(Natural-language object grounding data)
##########

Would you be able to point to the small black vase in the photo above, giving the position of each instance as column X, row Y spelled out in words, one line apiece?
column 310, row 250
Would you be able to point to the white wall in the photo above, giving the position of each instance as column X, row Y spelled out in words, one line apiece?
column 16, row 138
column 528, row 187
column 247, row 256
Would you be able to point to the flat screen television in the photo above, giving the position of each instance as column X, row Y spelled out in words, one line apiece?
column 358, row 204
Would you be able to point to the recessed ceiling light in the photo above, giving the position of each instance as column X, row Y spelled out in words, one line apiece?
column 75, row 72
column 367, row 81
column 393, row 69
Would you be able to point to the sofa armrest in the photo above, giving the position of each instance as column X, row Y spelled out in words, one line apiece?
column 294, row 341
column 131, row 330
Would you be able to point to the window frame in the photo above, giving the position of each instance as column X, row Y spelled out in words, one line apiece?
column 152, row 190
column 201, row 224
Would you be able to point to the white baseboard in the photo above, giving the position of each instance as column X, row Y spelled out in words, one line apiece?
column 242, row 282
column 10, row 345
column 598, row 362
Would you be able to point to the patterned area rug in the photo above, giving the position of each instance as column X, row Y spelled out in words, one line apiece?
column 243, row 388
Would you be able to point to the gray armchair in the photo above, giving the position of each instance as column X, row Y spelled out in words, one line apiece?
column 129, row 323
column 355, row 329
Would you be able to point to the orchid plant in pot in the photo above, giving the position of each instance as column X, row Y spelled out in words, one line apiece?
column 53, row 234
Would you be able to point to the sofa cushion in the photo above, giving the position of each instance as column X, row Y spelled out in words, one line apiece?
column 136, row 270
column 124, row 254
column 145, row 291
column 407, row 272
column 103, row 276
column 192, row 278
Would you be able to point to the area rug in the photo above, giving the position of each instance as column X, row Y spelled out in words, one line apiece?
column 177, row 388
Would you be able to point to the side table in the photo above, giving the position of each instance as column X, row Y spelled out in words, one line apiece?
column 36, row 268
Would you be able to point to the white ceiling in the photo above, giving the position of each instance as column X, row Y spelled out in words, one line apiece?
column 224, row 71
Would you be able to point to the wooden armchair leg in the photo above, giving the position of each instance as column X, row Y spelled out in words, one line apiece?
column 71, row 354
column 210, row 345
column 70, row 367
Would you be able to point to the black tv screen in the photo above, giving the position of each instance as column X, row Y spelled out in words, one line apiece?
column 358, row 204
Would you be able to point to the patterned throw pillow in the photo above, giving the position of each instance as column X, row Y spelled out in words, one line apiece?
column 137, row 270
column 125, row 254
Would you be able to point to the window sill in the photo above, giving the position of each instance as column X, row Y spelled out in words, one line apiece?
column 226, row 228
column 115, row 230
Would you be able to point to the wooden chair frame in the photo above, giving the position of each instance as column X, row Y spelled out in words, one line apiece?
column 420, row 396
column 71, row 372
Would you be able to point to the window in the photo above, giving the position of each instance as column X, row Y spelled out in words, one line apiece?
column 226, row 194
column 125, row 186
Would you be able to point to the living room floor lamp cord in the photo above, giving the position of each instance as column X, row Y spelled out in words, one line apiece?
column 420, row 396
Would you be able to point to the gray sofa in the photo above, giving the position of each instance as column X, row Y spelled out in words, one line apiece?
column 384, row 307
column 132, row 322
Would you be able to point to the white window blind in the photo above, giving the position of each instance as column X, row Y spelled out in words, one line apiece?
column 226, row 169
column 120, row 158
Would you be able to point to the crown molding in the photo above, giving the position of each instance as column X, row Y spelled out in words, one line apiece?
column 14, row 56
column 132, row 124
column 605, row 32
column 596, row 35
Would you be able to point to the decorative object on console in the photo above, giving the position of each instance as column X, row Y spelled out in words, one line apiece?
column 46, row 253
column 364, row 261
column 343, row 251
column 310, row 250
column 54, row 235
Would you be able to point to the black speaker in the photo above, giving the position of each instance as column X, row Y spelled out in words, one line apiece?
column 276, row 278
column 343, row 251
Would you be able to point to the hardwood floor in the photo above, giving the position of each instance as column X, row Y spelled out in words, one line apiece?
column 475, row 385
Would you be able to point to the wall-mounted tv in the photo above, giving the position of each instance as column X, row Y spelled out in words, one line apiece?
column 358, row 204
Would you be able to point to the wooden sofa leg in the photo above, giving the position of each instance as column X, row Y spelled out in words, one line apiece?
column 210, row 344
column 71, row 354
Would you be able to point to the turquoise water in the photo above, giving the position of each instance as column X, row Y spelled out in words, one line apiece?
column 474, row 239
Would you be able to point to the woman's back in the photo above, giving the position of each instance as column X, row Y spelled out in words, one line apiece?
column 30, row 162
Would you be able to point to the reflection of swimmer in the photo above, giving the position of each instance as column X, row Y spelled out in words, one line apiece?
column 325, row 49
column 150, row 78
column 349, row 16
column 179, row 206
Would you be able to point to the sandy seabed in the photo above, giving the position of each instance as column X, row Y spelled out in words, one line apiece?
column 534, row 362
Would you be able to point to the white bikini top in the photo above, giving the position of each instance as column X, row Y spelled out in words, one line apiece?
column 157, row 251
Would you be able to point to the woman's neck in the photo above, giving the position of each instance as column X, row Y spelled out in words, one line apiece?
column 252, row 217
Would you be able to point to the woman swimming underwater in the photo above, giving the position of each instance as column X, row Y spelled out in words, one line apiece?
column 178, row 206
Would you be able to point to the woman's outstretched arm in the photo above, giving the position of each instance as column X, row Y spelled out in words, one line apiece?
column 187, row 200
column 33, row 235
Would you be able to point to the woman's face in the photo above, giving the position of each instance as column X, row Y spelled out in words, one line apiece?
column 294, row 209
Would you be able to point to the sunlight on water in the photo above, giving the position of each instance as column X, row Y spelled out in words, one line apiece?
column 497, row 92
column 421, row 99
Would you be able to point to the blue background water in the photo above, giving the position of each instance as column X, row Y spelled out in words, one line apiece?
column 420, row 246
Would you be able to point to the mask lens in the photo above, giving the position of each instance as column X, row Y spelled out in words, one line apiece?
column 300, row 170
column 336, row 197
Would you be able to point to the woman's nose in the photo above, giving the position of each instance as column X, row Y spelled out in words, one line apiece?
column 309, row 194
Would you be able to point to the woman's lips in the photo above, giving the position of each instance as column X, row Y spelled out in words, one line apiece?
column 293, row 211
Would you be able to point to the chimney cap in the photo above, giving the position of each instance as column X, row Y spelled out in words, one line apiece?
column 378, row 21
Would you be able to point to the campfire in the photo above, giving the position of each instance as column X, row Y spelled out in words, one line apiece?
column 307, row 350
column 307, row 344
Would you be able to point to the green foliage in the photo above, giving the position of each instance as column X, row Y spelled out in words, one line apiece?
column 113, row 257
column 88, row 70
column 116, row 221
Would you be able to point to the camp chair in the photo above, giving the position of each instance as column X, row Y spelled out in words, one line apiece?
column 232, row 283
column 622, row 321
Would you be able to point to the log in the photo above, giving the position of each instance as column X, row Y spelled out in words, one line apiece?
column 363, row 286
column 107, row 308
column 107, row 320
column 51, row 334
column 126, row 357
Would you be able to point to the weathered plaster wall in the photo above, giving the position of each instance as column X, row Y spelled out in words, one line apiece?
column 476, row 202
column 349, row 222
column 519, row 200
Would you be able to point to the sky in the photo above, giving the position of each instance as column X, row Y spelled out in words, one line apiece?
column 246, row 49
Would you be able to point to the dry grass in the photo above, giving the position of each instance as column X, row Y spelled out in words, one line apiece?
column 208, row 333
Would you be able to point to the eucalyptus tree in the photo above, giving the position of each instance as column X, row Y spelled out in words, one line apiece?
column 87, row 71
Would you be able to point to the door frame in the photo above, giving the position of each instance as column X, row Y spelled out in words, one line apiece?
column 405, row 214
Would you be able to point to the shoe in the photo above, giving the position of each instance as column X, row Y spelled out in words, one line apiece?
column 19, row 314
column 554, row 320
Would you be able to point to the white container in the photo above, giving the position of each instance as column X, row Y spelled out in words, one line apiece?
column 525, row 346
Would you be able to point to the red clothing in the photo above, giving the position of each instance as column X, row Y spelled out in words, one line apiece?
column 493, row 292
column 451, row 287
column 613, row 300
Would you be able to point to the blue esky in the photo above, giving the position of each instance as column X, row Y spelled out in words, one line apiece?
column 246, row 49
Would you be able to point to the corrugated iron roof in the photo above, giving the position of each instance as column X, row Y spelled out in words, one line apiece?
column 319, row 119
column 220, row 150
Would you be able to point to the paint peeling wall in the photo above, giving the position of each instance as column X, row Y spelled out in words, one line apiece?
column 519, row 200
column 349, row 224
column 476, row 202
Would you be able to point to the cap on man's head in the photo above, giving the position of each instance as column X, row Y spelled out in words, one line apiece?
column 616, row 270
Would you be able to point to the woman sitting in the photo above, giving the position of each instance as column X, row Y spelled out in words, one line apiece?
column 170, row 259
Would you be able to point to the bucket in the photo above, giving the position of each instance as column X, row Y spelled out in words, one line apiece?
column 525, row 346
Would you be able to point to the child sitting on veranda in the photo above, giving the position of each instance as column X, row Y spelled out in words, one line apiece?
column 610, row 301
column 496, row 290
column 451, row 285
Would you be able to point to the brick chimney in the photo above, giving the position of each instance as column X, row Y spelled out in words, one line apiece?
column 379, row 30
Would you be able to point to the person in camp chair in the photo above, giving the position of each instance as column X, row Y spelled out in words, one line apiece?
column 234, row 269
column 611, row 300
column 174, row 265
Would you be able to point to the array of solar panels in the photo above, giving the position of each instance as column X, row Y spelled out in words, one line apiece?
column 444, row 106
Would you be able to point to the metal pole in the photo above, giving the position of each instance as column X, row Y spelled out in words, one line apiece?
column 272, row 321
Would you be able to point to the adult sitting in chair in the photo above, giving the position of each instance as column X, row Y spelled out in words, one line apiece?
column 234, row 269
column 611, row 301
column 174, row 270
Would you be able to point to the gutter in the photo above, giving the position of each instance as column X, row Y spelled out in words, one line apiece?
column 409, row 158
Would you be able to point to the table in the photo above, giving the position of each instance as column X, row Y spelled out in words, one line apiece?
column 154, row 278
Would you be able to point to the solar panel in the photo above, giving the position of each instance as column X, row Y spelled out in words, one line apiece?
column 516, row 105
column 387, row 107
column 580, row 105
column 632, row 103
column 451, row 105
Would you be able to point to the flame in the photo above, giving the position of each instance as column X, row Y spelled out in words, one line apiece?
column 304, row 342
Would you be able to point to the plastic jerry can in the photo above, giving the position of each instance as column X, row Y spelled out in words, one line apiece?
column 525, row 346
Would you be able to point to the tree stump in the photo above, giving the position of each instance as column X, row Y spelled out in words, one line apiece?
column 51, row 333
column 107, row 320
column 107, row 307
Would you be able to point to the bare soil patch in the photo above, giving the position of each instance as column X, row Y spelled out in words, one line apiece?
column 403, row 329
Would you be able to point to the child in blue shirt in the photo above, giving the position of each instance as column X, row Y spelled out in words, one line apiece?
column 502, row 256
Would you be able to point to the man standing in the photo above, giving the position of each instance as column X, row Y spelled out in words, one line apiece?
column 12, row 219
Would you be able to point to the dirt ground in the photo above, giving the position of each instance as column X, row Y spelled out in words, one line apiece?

##########

◆ **Task goal**:
Each line from the one holding "Would you be able to point to the table" to the end of the entries is to be written out exactly. Skip every line before it.

◆ **Response to this task**:
Would you be able to point to the table in the photo above, giving the position of each instance as column X, row Y spelled out in words, one line apiece?
column 154, row 278
Would you be able to point to the solar panel in the photo above, giving the position of each instance as column X, row Y spelled out in words, one line apiece?
column 516, row 105
column 387, row 107
column 580, row 105
column 632, row 103
column 451, row 105
Would you be able to point to the flame in the photo above, giving the position of each instance as column X, row Y spelled out in words, one line apiece?
column 304, row 342
Would you be able to point to the plastic jerry can in the photo above, giving the position of each instance as column X, row Y spelled out in words, one line apiece?
column 525, row 346
Would you be able to point to the tree stump in the photo above, giving the position of each instance as column X, row Y spelled out in words, one line apiece?
column 51, row 333
column 107, row 320
column 107, row 307
Would you be able to point to the bare soil patch in the photo above, giving the position of each instance as column X, row Y spelled out in words, one line apiece?
column 403, row 329
Would you be able to point to the child in blue shirt in the photo above, giving the position of each instance as column X, row Y spelled out in words, one line apiece?
column 502, row 256
Would you be able to point to the man standing in the photo above, giving the position of each instance as column X, row Y spelled out in words, one line apiece?
column 12, row 219
Would you be able to point to the dirt ground in the photo above, giving the position of each instance as column X, row Y spelled out in words, one line apiece?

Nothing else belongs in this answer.